REQUEST A >> In the gray-hair travel piece, why did the writer silently scream "No!" at the mirror?
# START OF SOURCE EXTRACT
Lost Girl of the Week: Jayna Rust

Lost Girl of the Week — By on October 19, 2007 at 5:00 pm

In this entry, Lost Girl Jayna Rust share her experience encountering something truly terrifying on the road. No, it wasn’t a spider the size of her face, a rabid dingo or a roving pack of guidebook pushers, but something growing right out of her own head! Here, Jayna learns that while your body betray your true age, but it can also remind you how very far you’ve already come.
Seeing Grey
by Jayna Rust

I thought my eyes were deceiving me. “No!” I silently screamed at the mirror. It couldn’t be. My hands furiously dug through my still-damp hair, searching again for the (hopefully imagined) culprit. Soon, though, they found what they were looking for. Buried underneath my dark brown waves was a light gray strand.
# END OF SOURCE EXTRACT
REQUEST B >> Format every line of the region labeling entries below as a JSON list of strings, one string per line, leaving out blank lines.
# START OF SOURCE RECORDS
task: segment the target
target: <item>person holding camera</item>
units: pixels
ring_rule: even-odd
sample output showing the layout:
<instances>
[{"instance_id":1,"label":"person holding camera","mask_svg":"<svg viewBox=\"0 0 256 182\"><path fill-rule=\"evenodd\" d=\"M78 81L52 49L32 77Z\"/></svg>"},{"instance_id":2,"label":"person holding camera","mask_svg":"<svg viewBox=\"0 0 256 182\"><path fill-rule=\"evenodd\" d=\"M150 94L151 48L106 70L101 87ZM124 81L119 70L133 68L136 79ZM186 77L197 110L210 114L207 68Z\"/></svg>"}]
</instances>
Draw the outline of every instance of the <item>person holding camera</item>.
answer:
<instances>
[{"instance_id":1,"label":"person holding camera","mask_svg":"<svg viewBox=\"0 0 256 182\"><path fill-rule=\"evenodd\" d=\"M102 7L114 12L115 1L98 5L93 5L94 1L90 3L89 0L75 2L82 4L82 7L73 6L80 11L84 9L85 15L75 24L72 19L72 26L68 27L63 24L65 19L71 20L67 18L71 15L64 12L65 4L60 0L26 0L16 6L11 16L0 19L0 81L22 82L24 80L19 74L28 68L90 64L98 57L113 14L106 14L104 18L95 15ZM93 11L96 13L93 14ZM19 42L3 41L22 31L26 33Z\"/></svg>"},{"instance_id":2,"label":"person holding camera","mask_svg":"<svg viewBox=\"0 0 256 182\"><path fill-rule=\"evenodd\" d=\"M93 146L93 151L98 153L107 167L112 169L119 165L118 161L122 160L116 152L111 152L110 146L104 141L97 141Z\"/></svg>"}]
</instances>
# END OF SOURCE RECORDS
CORRECT OUTPUT A >> She thought she had spotted a gray hair. When she dug through her still-damp hair to check, she found a light gray strand buried underneath her dark brown waves.

CORRECT OUTPUT B >>
[
  "task: segment the target",
  "target: <item>person holding camera</item>",
  "units: pixels",
  "ring_rule: even-odd",
  "sample output showing the layout:",
  "<instances>",
  "[{\"instance_id\":1,\"label\":\"person holding camera\",\"mask_svg\":\"<svg viewBox=\\\"0 0 256 182\\\"><path fill-rule=\\\"evenodd\\\" d=\\\"M78 81L52 49L32 77Z\\\"/></svg>\"},{\"instance_id\":2,\"label\":\"person holding camera\",\"mask_svg\":\"<svg viewBox=\\\"0 0 256 182\\\"><path fill-rule=\\\"evenodd\\\" d=\\\"M150 94L151 48L106 70L101 87ZM124 81L119 70L133 68L136 79ZM186 77L197 110L210 114L207 68Z\\\"/></svg>\"}]",
  "</instances>",
  "Draw the outline of every instance of the <item>person holding camera</item>.",
  "answer:",
  "<instances>",
  "[{\"instance_id\":1,\"label\":\"person holding camera\",\"mask_svg\":\"<svg viewBox=\\\"0 0 256 182\\\"><path fill-rule=\\\"evenodd\\\" d=\\\"M102 7L114 12L115 1L98 5L93 5L94 1L90 3L89 0L75 2L82 4L82 7L73 6L80 11L84 9L85 15L75 24L72 19L72 26L68 27L63 24L65 19L71 20L67 18L71 15L64 12L65 4L60 0L26 0L16 6L11 16L0 19L0 81L22 82L24 80L19 74L28 68L90 64L98 57L113 14L106 14L104 18L95 15ZM93 11L96 13L93 14ZM19 42L3 41L22 31L26 33Z\\\"/></svg>\"},{\"instance_id\":2,\"label\":\"person holding camera\",\"mask_svg\":\"<svg viewBox=\\\"0 0 256 182\\\"><path fill-rule=\\\"evenodd\\\" d=\\\"M93 146L93 151L98 153L107 167L112 169L119 165L118 161L122 160L116 152L111 152L110 146L104 141L97 141Z\\\"/></svg>\"}]",
  "</instances>"
]